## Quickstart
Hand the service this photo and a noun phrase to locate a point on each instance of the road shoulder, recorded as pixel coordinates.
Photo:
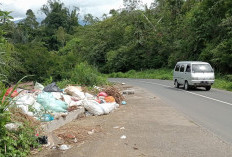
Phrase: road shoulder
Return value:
(151, 128)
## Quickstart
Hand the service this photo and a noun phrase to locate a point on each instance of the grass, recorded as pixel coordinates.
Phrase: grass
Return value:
(221, 82)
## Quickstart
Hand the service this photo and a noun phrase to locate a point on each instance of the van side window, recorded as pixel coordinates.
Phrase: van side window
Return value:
(188, 68)
(182, 68)
(177, 68)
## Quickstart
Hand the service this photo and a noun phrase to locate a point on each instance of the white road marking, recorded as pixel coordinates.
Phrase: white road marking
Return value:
(190, 93)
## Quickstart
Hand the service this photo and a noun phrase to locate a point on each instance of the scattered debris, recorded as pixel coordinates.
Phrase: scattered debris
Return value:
(64, 147)
(91, 132)
(13, 126)
(123, 102)
(128, 91)
(52, 88)
(123, 137)
(43, 140)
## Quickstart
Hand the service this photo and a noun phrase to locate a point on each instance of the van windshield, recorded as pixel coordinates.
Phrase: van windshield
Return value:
(202, 68)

◇ ◇ ◇ ◇ ◇

**Task details:**
Give the data above back unchanged, except for the pictures.

**Solution:**
## Quickstart
Hand the service this photo and a noun phrase to locate a point on each instance of the road shoulder, recorded as pixel coordinates.
Photo:
Phrase: road shoulder
Return value:
(151, 128)
## Quickstart
Hand the service this photo and a noun phrase to locate a point on each instance of the grass, recorded as pixel coordinates.
Phrase: grass
Return value:
(221, 82)
## Quickstart
Hand the service this photo and a noun phrase to locate a point on each instance of the van side window, recorded as pixel coordinates.
Phrase: van side window
Return value:
(188, 68)
(182, 68)
(177, 68)
## Quickstart
Hand the service this photo and a noun phrase to locate a point on each instance of the white road marking, recorded as pixel coordinates.
Phrase: white road marking
Return value:
(190, 93)
## Quickstart
Hand the service this photo and a noun phrase to locate a point on each instance of the scattered debris, recorded as pixel coordinates.
Phrase: scattered debris
Return value:
(64, 147)
(91, 132)
(13, 126)
(123, 102)
(128, 91)
(52, 88)
(123, 137)
(43, 140)
## Quickstart
Hand the service this photo and a noun phrase to locate a point on each instance of the van windshield, recorded as pixel coordinates.
Phrase: van windshield
Return value:
(202, 68)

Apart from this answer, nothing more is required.